▶ _Work to complete_: Return, without anything added, the lines from the one containing "Query: mushroom cap" through the end of the entries below, exactly as written.

(Referring expression data)

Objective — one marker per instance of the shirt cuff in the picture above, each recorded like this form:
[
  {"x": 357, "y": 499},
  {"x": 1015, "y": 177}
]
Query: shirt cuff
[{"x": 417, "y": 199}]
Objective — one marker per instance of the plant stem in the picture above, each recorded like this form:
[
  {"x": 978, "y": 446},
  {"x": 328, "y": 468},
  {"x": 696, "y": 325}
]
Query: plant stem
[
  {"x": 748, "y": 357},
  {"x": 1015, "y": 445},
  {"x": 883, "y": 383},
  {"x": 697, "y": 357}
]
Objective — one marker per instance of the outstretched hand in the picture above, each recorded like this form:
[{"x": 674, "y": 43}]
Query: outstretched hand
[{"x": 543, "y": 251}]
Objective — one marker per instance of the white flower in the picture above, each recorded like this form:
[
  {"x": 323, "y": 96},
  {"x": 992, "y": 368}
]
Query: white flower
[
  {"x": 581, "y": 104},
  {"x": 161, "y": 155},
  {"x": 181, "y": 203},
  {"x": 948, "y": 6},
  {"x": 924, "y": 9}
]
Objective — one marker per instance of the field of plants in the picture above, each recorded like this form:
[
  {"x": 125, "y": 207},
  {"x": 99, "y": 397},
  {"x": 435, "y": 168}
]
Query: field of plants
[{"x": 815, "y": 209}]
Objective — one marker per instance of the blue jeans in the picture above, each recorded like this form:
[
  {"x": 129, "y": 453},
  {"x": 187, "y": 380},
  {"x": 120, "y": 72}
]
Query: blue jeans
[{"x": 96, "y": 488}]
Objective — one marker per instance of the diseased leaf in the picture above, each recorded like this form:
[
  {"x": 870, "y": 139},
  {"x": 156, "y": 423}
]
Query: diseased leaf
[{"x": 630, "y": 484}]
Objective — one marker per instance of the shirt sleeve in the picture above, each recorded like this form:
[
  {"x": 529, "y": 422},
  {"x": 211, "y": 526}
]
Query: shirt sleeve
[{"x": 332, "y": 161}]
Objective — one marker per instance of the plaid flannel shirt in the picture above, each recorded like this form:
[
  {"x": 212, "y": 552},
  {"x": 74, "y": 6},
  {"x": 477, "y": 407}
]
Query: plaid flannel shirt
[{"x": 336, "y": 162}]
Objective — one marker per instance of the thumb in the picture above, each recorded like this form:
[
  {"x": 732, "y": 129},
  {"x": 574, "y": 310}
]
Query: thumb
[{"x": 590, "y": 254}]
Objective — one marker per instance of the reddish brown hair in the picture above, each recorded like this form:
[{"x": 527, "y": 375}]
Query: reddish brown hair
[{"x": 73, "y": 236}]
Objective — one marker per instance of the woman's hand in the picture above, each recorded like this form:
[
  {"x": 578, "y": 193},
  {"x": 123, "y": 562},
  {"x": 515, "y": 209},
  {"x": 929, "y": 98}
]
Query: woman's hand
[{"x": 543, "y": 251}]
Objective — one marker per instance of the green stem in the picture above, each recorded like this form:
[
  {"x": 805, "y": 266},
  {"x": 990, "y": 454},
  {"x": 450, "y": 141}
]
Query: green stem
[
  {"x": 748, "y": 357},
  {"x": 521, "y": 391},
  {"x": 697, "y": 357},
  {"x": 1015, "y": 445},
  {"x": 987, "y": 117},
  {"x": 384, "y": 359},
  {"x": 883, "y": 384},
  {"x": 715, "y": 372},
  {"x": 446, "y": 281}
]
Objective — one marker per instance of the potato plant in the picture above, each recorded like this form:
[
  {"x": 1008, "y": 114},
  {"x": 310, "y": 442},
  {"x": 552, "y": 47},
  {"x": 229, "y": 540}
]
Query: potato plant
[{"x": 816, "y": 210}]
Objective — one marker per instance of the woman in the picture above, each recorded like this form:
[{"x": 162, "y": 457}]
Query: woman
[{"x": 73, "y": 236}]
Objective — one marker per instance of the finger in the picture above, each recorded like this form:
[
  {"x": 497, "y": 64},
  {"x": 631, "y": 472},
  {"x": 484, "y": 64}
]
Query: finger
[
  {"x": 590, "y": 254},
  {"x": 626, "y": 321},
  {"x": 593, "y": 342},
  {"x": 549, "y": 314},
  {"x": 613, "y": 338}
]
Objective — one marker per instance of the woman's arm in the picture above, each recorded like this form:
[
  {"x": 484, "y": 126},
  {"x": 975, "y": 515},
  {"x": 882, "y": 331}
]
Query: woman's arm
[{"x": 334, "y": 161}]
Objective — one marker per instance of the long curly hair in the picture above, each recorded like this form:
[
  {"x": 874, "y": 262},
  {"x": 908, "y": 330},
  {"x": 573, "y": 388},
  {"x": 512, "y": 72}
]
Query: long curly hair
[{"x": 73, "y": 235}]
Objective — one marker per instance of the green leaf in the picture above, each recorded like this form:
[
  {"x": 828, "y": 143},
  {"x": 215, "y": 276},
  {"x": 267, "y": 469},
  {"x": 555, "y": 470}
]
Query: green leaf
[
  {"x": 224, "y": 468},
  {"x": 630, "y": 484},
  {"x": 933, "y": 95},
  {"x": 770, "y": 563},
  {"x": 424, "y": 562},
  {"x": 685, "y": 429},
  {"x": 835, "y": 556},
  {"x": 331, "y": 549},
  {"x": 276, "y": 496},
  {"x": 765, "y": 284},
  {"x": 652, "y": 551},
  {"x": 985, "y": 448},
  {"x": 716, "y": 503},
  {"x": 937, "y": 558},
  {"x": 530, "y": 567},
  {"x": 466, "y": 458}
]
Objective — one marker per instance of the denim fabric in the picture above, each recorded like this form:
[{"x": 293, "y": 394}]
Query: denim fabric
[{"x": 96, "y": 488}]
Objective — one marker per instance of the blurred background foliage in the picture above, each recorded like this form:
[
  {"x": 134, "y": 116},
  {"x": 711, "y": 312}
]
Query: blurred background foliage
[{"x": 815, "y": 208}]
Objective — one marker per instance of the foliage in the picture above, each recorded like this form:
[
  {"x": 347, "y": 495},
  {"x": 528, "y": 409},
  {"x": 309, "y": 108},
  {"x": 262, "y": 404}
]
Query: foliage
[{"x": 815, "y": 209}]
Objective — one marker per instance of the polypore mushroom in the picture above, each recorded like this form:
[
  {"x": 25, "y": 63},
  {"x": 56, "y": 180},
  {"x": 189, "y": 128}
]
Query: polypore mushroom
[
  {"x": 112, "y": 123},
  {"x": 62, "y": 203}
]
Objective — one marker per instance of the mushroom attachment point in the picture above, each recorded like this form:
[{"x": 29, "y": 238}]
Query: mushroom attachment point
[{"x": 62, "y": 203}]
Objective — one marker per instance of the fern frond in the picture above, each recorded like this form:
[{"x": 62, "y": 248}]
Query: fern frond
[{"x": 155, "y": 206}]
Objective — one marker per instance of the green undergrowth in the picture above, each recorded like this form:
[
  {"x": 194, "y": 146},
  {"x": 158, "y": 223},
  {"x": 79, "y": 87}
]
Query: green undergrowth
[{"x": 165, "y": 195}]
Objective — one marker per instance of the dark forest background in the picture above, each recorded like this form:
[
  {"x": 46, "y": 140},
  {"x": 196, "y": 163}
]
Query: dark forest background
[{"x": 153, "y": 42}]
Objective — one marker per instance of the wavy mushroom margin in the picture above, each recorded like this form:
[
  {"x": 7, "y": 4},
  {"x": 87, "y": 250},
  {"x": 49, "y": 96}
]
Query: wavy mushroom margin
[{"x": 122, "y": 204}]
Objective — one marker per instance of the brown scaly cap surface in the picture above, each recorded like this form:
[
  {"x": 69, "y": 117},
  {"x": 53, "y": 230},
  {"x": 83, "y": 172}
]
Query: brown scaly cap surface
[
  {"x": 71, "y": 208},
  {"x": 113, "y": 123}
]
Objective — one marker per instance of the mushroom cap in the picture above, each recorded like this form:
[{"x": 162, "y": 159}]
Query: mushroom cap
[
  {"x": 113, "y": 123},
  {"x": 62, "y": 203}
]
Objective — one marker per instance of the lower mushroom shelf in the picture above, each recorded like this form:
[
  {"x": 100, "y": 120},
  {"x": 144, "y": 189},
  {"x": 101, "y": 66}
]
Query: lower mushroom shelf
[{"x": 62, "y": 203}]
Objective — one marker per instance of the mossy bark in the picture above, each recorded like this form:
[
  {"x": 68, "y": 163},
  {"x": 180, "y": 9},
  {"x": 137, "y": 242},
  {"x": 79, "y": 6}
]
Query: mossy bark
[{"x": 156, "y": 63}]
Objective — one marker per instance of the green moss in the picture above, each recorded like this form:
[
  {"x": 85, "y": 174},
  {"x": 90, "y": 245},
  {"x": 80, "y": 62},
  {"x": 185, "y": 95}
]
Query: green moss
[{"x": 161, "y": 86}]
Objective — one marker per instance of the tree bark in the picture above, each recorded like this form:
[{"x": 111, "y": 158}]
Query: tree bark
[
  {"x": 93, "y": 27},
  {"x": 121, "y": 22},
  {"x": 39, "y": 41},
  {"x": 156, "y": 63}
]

▶ _Result of this task_:
Query: mushroom cap
[
  {"x": 113, "y": 123},
  {"x": 62, "y": 203}
]
Objective — one marker per instance of the lower mushroom shelf in the picture above, each recorded like this form:
[
  {"x": 100, "y": 120},
  {"x": 144, "y": 189},
  {"x": 101, "y": 66}
]
Query: lower mushroom shelf
[{"x": 62, "y": 203}]
Objective — one marker per instance of the mossy bark in the picture above, each recorded like this form:
[
  {"x": 68, "y": 163},
  {"x": 180, "y": 9},
  {"x": 137, "y": 242},
  {"x": 79, "y": 6}
]
Query: mossy bark
[{"x": 156, "y": 63}]
Objective — one marker per instance of the green moss in the picture above, each recorded like this form:
[
  {"x": 85, "y": 174},
  {"x": 90, "y": 245},
  {"x": 80, "y": 62},
  {"x": 185, "y": 95}
]
Query: green moss
[{"x": 161, "y": 86}]
Objective — one marker per instance of the tree bark in the picture above, each recorded like this form:
[{"x": 111, "y": 158}]
Query: tree bark
[
  {"x": 93, "y": 27},
  {"x": 121, "y": 22},
  {"x": 39, "y": 41},
  {"x": 156, "y": 63}
]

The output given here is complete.